EXERCISE DESCRIPTION:
Leave out the pictures and copy the remaining records exactly.

[Referring expression data]

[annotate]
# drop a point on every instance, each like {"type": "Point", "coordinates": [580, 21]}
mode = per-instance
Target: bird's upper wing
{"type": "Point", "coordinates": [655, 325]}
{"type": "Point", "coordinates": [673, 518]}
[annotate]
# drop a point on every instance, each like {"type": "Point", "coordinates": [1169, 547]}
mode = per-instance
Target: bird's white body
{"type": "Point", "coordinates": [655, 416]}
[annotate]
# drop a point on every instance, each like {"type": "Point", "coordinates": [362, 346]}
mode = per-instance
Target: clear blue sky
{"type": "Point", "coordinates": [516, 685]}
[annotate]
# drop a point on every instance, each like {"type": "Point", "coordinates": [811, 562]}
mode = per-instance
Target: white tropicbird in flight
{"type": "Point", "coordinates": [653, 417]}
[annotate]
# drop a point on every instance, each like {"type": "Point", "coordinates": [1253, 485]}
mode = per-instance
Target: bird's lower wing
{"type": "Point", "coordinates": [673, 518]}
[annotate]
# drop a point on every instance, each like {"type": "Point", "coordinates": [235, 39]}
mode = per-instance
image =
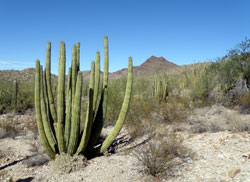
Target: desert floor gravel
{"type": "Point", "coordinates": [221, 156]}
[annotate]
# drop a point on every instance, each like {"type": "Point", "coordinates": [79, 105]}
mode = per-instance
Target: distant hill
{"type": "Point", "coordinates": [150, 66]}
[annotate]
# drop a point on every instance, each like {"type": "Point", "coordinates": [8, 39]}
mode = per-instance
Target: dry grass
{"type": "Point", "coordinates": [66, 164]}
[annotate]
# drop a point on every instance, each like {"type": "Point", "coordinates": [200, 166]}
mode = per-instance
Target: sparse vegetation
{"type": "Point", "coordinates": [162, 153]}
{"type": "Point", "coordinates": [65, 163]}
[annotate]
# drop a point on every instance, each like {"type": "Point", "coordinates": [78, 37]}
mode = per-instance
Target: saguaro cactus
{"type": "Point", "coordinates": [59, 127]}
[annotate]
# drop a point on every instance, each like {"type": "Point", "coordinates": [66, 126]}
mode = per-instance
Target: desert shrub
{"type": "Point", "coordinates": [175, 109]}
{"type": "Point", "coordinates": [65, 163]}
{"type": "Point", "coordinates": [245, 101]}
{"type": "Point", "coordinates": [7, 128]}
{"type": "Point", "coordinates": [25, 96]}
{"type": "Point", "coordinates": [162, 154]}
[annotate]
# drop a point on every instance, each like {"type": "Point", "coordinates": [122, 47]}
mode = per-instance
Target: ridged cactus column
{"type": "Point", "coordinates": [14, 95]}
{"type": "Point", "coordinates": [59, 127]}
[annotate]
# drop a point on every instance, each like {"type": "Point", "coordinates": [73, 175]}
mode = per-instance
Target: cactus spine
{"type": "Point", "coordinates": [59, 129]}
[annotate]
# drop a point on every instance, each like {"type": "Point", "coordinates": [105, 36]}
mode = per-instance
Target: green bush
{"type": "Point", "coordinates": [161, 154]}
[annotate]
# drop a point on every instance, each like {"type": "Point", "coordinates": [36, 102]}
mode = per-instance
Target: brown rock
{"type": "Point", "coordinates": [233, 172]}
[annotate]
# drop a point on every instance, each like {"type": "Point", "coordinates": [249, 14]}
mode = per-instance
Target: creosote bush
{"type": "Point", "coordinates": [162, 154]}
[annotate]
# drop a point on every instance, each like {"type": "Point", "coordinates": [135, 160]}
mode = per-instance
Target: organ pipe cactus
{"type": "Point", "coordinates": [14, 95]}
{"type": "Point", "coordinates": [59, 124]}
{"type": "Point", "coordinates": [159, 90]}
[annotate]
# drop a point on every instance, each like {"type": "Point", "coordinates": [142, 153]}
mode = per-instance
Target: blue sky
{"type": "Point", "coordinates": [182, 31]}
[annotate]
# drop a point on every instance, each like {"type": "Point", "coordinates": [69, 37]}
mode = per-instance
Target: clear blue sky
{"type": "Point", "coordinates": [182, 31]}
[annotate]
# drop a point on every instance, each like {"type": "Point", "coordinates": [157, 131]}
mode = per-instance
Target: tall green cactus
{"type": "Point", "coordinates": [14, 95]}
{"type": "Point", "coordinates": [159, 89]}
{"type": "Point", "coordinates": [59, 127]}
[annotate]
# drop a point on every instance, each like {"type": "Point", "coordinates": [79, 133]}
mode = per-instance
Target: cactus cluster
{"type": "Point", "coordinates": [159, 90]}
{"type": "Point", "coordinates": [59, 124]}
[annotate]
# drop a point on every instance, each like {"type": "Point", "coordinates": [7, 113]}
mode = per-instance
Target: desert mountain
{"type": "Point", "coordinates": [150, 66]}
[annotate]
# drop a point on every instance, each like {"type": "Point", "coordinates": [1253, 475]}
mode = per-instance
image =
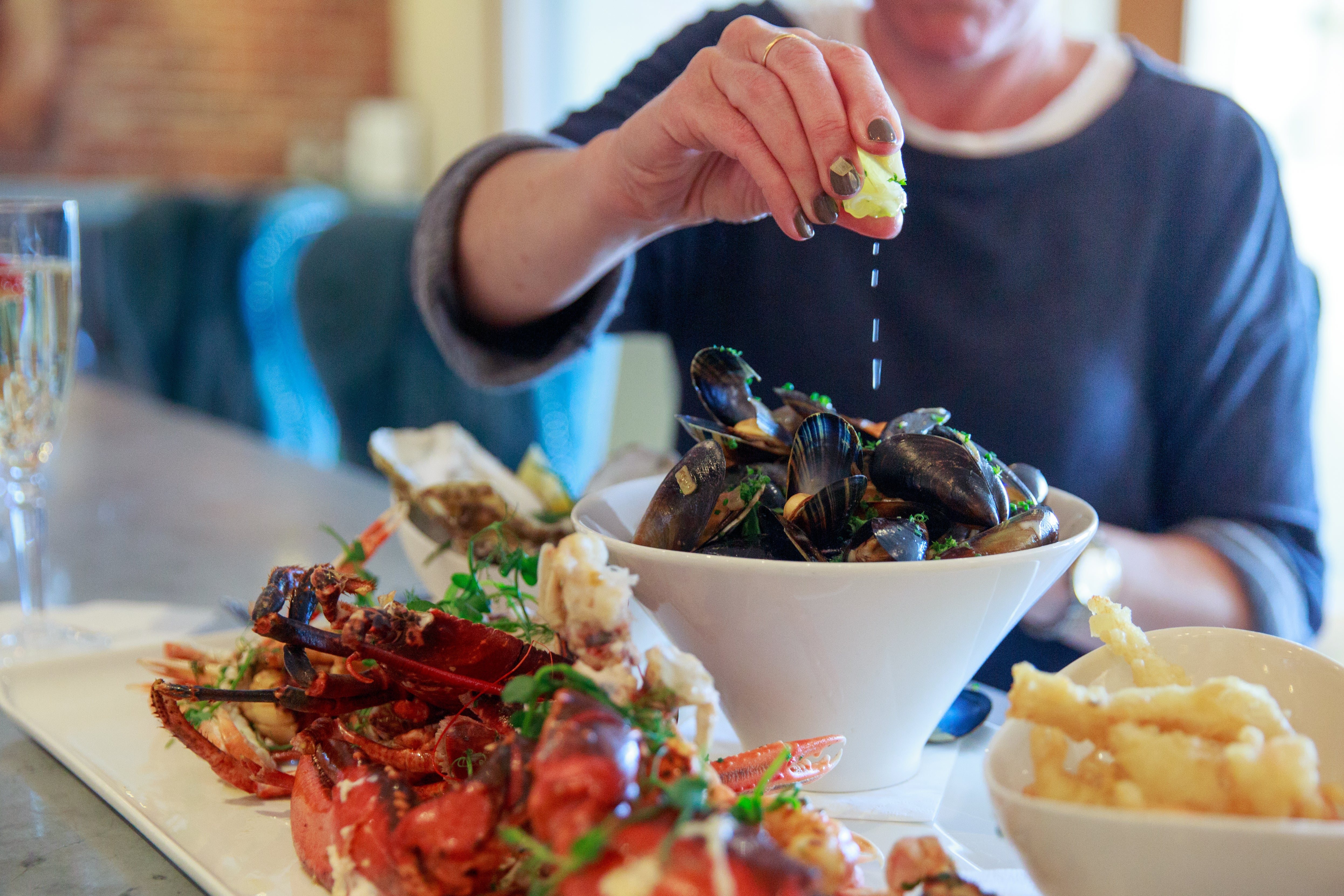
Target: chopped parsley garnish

RESPONSE TO THE EXERCISE:
[annotate]
# drop a point on every instance, each like {"type": "Point", "coordinates": [580, 21]}
mode = per-instance
Target: bird's upper wing
{"type": "Point", "coordinates": [655, 325]}
{"type": "Point", "coordinates": [673, 518]}
[annotate]
# drop a point on every instance, each like {"type": "Point", "coordinates": [1169, 547]}
mode = per-instance
Target: bird's white body
{"type": "Point", "coordinates": [655, 416]}
[annotate]
# drop a point on every instance, each like {"type": "Point", "coordinates": [362, 346]}
mode = per-instance
Target: clear blue sky
{"type": "Point", "coordinates": [516, 685]}
[annotate]
# drop a point on every instance, each like {"type": "Point", "coordinates": [811, 562]}
mode = per-instance
Target: white tropicbird in flight
{"type": "Point", "coordinates": [653, 417]}
[annotate]
# drop a point on every instance, each like {"type": "Point", "coordinates": [1253, 485]}
mode = per-instance
Target: bird's lower wing
{"type": "Point", "coordinates": [673, 518]}
[annotate]
# drop a point on every instance, each like {"type": "Point", "coordinates": [235, 39]}
mode = per-instance
image =
Target: desert floor gravel
{"type": "Point", "coordinates": [221, 156]}
[annotate]
# drop a point on every instance, each like {"type": "Point", "coordinates": [79, 105]}
mode = per-instance
Target: distant hill
{"type": "Point", "coordinates": [150, 66]}
[annotate]
# drop a point on every instance, each like {"type": "Point", "coordinates": [8, 39]}
mode = per-instance
Target: dry grass
{"type": "Point", "coordinates": [66, 164]}
[annotate]
# drop a point on every instance, each like {"type": "Point", "coordinates": [200, 166]}
mode = per-instance
Target: sparse vegetation
{"type": "Point", "coordinates": [162, 153]}
{"type": "Point", "coordinates": [65, 163]}
[annotate]
# drop a point on every instance, each like {"type": "Point", "coordinates": [78, 37]}
mode = per-instance
Target: saguaro cactus
{"type": "Point", "coordinates": [59, 127]}
[annotate]
# drop a point on every instance, each like {"type": "Point", "coordinates": [66, 126]}
mode = per-instance
Target: desert shrub
{"type": "Point", "coordinates": [175, 109]}
{"type": "Point", "coordinates": [65, 163]}
{"type": "Point", "coordinates": [245, 101]}
{"type": "Point", "coordinates": [7, 128]}
{"type": "Point", "coordinates": [25, 96]}
{"type": "Point", "coordinates": [162, 154]}
[annotate]
# drop a point on every instance, each like {"type": "Point", "coordinates": [122, 47]}
mode = per-instance
Target: ridged cactus column
{"type": "Point", "coordinates": [14, 95]}
{"type": "Point", "coordinates": [59, 127]}
[annotate]
# drop a point on every instance, each like {"type": "Point", "coordinates": [73, 175]}
mode = per-instance
Target: cactus spine
{"type": "Point", "coordinates": [59, 129]}
[annotate]
# drop a point on every instance, each like {"type": "Point", "coordinates": [105, 36]}
mode = per-instance
Target: green bush
{"type": "Point", "coordinates": [161, 154]}
[annotate]
# drop a point on every instance, each like {"type": "Point", "coordinates": [36, 102]}
mode = per-instance
Target: brown rock
{"type": "Point", "coordinates": [233, 172]}
[annotate]
# drop a point on every instance, each like {"type": "Point", "coordinates": [249, 14]}
mode = per-instance
Target: creosote bush
{"type": "Point", "coordinates": [162, 154]}
[annotate]
# drop a point on every instance, each like {"type": "Point", "coordinates": [135, 160]}
mode = per-instance
Target: organ pipe cactus
{"type": "Point", "coordinates": [14, 95]}
{"type": "Point", "coordinates": [59, 124]}
{"type": "Point", "coordinates": [159, 90]}
[annotate]
# drop a point on every instance, each like {"type": "Point", "coordinates": [142, 153]}
mode = per-instance
Target: blue sky
{"type": "Point", "coordinates": [182, 31]}
[annotate]
# drop a point on every instance, each like {"type": "Point", "coordinates": [69, 37]}
mode = per-instance
Target: clear blue sky
{"type": "Point", "coordinates": [182, 31]}
[annotate]
# drop a point on every instance, each like {"type": "Point", "coordinates": [157, 131]}
mode = per-instance
Target: tall green cactus
{"type": "Point", "coordinates": [14, 95]}
{"type": "Point", "coordinates": [159, 89]}
{"type": "Point", "coordinates": [59, 127]}
[annotate]
# drop a point on every instance, each like {"type": "Point", "coordinates": [79, 133]}
mode = per-instance
Target: cactus cluster
{"type": "Point", "coordinates": [159, 90]}
{"type": "Point", "coordinates": [59, 124]}
[annotate]
# drop a point on every instance, each like {"type": "Point", "coordinates": [7, 113]}
mode = per-instance
Target: desert mountain
{"type": "Point", "coordinates": [150, 66]}
[annotate]
# drop a point on every instance, each like {"type": "Point", "coordinates": [1253, 475]}
mode = per-instance
image =
Target: chopped parsley garnish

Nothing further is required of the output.